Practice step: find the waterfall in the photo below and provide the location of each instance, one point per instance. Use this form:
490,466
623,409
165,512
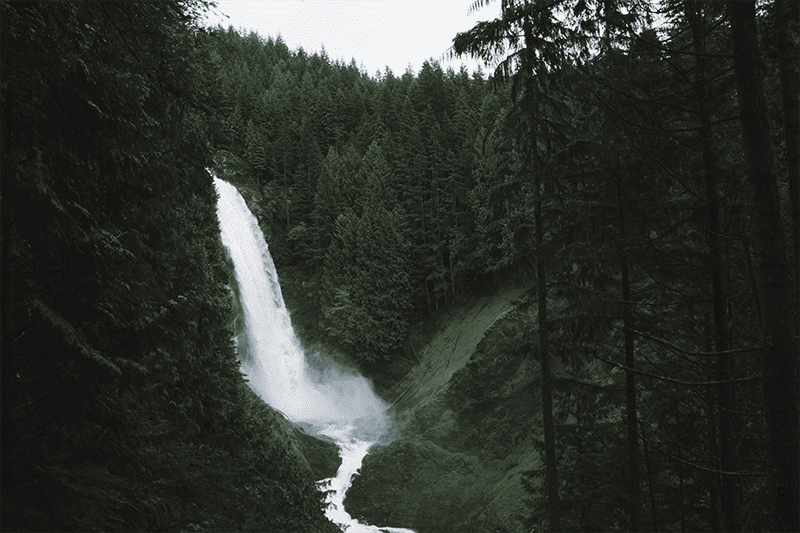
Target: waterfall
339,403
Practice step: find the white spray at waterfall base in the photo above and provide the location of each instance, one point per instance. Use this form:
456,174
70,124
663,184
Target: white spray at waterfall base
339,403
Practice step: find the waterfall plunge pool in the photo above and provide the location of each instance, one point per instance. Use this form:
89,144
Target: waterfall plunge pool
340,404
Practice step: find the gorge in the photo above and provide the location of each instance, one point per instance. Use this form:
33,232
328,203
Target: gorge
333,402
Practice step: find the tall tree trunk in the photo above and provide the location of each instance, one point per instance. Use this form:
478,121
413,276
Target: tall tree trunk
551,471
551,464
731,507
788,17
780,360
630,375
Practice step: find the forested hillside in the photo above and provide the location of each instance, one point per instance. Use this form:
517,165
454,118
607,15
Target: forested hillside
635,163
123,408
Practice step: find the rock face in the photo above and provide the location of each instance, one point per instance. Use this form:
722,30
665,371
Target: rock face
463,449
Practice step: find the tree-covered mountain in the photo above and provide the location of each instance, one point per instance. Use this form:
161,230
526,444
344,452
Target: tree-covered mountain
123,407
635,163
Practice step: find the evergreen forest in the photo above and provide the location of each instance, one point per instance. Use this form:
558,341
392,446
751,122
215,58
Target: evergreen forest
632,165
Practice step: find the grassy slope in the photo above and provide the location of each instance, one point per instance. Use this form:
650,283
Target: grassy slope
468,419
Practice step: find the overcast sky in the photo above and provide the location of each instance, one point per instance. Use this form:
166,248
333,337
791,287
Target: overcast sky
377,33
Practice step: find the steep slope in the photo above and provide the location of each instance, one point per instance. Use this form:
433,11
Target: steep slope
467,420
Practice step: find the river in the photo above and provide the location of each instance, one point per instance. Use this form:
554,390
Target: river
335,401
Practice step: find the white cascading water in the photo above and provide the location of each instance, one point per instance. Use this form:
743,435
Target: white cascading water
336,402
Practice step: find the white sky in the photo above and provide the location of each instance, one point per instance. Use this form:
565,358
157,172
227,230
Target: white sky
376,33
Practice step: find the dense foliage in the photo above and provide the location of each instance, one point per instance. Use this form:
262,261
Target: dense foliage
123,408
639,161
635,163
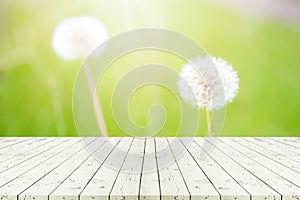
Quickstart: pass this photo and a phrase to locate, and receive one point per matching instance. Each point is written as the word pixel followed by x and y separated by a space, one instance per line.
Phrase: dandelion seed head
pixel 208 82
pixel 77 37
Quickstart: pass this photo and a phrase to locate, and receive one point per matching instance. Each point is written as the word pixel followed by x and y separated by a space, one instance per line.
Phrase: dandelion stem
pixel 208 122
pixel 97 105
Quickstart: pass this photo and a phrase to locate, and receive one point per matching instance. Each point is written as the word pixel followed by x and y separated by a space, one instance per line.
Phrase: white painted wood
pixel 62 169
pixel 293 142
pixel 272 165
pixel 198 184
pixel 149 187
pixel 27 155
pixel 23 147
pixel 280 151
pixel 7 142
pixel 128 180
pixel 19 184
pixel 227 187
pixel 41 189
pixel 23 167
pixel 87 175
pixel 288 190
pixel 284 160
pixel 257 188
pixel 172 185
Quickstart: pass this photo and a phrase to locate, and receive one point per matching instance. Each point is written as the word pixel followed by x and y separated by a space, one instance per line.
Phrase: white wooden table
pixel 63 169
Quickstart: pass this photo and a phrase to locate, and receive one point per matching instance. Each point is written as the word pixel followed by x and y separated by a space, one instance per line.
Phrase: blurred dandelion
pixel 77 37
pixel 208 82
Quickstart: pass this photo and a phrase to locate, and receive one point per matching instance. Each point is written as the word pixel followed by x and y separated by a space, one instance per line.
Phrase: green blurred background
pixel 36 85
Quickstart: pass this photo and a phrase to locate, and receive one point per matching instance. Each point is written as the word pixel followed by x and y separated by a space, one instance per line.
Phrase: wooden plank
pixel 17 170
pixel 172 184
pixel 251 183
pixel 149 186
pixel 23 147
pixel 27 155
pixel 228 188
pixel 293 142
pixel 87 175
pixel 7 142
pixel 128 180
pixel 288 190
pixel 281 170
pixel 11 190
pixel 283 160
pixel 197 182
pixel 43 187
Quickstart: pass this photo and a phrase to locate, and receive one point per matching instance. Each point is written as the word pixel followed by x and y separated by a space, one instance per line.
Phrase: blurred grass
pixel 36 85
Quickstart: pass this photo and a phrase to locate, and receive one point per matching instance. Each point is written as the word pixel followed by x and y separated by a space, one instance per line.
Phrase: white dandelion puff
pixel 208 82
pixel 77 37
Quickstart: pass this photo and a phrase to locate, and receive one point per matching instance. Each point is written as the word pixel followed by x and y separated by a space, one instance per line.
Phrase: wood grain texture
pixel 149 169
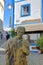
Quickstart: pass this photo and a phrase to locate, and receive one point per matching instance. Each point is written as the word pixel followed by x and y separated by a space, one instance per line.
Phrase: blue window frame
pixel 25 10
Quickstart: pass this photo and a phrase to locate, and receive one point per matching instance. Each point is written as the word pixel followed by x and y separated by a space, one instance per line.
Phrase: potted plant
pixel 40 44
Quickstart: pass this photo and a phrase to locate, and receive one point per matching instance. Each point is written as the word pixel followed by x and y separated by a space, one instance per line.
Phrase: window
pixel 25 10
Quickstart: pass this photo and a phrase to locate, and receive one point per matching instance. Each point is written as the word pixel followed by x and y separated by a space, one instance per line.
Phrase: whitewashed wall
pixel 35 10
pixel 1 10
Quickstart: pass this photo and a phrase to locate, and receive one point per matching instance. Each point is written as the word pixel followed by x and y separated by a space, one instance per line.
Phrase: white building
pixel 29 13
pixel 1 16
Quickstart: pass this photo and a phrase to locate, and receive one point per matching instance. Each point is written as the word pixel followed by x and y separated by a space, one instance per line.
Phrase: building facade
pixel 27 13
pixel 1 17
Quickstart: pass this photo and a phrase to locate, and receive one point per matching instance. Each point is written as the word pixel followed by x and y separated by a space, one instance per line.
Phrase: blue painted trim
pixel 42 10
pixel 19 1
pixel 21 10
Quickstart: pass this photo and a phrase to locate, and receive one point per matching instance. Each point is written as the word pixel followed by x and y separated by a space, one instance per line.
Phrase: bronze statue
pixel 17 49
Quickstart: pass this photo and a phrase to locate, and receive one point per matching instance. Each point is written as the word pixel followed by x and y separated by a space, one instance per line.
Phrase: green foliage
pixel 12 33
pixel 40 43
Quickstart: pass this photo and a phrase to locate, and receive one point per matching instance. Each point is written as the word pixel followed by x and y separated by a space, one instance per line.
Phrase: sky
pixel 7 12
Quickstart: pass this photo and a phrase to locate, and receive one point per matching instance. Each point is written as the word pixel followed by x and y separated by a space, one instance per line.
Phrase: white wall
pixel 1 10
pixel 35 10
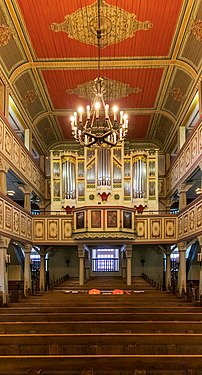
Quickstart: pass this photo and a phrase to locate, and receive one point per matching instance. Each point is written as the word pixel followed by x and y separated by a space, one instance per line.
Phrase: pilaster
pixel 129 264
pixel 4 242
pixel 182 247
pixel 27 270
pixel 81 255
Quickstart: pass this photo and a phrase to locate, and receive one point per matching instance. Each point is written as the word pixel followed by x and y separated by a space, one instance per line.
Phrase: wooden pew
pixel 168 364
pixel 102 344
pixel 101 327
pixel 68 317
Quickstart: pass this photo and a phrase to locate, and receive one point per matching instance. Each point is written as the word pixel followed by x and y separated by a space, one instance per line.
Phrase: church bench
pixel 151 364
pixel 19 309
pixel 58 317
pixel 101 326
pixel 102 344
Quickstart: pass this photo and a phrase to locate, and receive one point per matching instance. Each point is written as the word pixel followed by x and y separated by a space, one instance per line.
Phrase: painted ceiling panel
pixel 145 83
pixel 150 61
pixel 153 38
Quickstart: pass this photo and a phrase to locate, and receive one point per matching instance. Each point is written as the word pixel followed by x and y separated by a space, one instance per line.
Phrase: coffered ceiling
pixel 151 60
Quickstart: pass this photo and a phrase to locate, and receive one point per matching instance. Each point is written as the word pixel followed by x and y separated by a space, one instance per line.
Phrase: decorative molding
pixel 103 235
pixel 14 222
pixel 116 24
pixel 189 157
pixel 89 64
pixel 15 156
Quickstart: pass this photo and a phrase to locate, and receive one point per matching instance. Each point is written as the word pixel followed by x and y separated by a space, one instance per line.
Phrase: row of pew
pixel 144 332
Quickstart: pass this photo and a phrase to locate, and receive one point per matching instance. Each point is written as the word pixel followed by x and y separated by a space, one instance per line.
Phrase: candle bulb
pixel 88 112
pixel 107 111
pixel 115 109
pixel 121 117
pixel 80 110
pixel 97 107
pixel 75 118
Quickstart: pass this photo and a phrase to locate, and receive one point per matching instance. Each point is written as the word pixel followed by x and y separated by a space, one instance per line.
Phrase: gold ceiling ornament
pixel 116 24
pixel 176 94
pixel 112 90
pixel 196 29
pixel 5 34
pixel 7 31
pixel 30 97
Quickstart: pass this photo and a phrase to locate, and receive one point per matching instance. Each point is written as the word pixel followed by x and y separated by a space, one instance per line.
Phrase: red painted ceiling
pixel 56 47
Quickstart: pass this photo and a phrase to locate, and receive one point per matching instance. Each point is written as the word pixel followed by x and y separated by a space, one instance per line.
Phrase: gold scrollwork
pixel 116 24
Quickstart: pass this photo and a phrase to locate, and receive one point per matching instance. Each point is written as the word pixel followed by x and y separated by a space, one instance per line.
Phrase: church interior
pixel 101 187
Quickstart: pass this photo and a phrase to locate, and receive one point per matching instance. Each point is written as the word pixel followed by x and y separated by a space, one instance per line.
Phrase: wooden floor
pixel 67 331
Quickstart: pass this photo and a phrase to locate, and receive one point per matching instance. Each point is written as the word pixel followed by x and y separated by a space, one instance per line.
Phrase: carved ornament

## [Work to complete]
Write out exactly the final stretch of the records: the line containing "Phrase: row of pew" and every line after it, through the last, and nothing else.

## [Result below]
Phrase: row of pew
pixel 144 332
Quickstart: pass this photo and a phrase to locate, and receive one point per matching instance. Each point is written as the word pixel followed by x and y separated by a space, one instance per line.
Phrase: candle bulb
pixel 88 112
pixel 107 111
pixel 115 109
pixel 121 117
pixel 80 110
pixel 97 107
pixel 75 118
Quickstart: pass this photo and a phrase to locate, and receive one point per matching instance. Each point is written as the word pixel followed by x and y separated by a space, one instance per line.
Phrase: gold ceiling ornament
pixel 116 24
pixel 176 94
pixel 112 90
pixel 196 29
pixel 5 34
pixel 7 31
pixel 30 97
Quickstart: pass this photo and a phrase to locate, and receive one point per matching instance. Each point is written as the word pixel followed by x and y separated by a space, one instance per line.
Phrase: red painted ceiling
pixel 56 47
Quickstart: pass this photo and a phrase to locate, and receive one point per matching instance. Each point is written as the word pixel followed by x and y separated by a space, one instance per line.
Phrase: gold scrollwork
pixel 116 24
Quickstart: pass this photo and a phrase to locate, and receive one point per matching instance. Each point is written as the word pixel followed by x and y separated by a space, one instance per line.
Phrase: church interior
pixel 101 187
Quickstart: pass this photo and a phrase to locate, and receive one point per matching instance. Each point is written as the word pixel followed by x and y separated by a space, one instance per line.
Phrase: wooden floor
pixel 67 331
Quickstart: pass this photo and a phrase to locate, and receive one point per matching instance. Each point is written as the word pixel followed by x and y separated by a space, one instance per line.
Phrase: carved ornament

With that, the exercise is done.